REQUIRED ACTION =>
Return, exactly, the line that contains "# point at: the car windshield" together with all lines after it to the end of the entries, and no further lines.

DATA TO PROCESS =>
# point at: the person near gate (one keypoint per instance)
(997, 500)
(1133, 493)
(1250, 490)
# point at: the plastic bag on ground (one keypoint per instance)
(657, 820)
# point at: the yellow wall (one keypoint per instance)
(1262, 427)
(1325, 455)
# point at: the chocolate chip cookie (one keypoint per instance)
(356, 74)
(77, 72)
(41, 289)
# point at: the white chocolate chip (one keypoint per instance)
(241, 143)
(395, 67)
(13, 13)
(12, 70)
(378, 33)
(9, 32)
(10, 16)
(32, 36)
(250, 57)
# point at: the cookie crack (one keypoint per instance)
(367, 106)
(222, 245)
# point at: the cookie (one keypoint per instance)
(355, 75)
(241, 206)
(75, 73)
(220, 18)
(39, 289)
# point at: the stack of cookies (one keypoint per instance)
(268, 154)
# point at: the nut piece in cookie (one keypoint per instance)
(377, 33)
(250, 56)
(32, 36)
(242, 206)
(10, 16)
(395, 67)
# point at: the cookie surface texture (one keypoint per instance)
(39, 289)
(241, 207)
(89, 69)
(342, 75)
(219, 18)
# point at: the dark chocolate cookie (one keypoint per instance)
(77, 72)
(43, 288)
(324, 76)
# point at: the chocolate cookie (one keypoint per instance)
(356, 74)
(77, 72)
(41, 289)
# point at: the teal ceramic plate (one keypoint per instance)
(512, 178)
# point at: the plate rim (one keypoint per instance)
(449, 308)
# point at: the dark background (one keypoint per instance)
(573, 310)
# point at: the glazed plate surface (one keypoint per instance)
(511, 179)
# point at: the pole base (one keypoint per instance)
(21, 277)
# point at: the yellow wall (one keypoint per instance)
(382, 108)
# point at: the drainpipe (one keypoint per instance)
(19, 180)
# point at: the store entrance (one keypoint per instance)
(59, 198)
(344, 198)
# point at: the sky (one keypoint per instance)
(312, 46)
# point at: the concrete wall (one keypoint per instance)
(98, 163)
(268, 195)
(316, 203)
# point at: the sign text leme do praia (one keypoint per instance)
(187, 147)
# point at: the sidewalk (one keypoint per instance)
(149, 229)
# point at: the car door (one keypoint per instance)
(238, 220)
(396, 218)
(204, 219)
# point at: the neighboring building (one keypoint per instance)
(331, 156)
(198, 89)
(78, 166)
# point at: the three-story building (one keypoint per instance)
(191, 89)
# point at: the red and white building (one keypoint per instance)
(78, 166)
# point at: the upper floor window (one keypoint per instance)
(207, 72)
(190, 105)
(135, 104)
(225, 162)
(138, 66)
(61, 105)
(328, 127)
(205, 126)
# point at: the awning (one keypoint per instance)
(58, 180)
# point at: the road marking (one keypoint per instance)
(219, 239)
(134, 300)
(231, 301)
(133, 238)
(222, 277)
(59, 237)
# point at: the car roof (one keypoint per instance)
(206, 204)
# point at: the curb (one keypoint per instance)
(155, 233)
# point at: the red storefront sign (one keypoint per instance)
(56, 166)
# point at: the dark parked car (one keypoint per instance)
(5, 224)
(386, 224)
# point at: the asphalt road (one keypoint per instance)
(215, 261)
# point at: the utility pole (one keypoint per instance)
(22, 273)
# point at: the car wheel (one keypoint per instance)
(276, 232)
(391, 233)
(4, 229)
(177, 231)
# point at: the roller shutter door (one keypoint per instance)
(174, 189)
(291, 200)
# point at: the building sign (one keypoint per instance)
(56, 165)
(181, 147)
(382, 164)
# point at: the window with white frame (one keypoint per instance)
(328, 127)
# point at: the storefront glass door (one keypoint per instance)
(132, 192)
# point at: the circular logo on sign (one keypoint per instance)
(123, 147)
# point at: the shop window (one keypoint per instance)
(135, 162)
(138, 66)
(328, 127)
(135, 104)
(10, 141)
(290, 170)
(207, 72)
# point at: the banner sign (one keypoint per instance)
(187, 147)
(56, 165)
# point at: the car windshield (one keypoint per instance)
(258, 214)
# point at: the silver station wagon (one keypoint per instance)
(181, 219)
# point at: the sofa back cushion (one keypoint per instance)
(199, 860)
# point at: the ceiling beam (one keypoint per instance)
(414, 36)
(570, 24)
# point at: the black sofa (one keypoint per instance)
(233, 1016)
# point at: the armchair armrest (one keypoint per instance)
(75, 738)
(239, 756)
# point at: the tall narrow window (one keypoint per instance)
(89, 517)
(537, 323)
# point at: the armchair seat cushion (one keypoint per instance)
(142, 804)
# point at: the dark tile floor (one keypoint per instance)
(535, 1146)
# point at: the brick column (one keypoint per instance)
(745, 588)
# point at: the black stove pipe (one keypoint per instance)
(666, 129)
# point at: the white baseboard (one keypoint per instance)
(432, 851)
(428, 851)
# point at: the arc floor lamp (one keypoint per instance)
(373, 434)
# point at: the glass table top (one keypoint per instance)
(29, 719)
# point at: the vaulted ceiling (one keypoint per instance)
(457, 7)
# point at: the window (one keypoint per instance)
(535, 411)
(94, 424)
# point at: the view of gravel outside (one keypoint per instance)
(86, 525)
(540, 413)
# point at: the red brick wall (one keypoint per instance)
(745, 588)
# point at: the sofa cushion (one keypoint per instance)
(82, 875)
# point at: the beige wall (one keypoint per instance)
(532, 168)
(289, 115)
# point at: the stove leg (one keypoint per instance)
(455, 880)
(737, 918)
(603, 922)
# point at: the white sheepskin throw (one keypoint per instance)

EXERCISE OUTPUT =>
# point at: the car windshield (one keypoint per instance)
(258, 214)
# point at: the silver station wagon (one keypoint per instance)
(181, 219)
# point at: the sofa back cushion (one keypoint per instance)
(199, 860)
# point at: the ceiling beam (one keypoint per instance)
(414, 36)
(570, 24)
# point at: the black sofa (one keypoint per instance)
(233, 1016)
# point at: the armchair armrest (one keypoint per instance)
(75, 738)
(239, 756)
# point at: the tall narrow window (one keypoint per instance)
(89, 517)
(537, 323)
# point at: the armchair seat cushion (one keypoint per instance)
(142, 804)
# point at: the dark tile floor (one keypoint per instance)
(535, 1146)
# point at: the brick column (one keypoint per instance)
(745, 588)
# point at: the black stove pipe (one keypoint per instance)
(666, 129)
# point at: the white baseboard (one keypoint per instance)
(432, 851)
(428, 851)
# point at: the arc floor lamp (one keypoint per instance)
(373, 434)
# point at: the glass table top (one keypoint per instance)
(29, 719)
# point at: the vaulted ceiling (one keypoint per instance)
(457, 7)
# point at: the window (one keypoint per instance)
(535, 411)
(94, 424)
# point at: the view of gravel outside (one keypoint per instance)
(86, 525)
(540, 413)
# point at: the red brick wall (one keypoint per instance)
(745, 588)
# point at: the sofa cushion (one keypoint per instance)
(82, 875)
# point at: the beige wall (one keypoint per instance)
(532, 168)
(289, 115)
# point at: the stove leg (one keypoint per instance)
(455, 880)
(737, 918)
(603, 922)
# point at: the white sheepskin throw (one keypoint per instance)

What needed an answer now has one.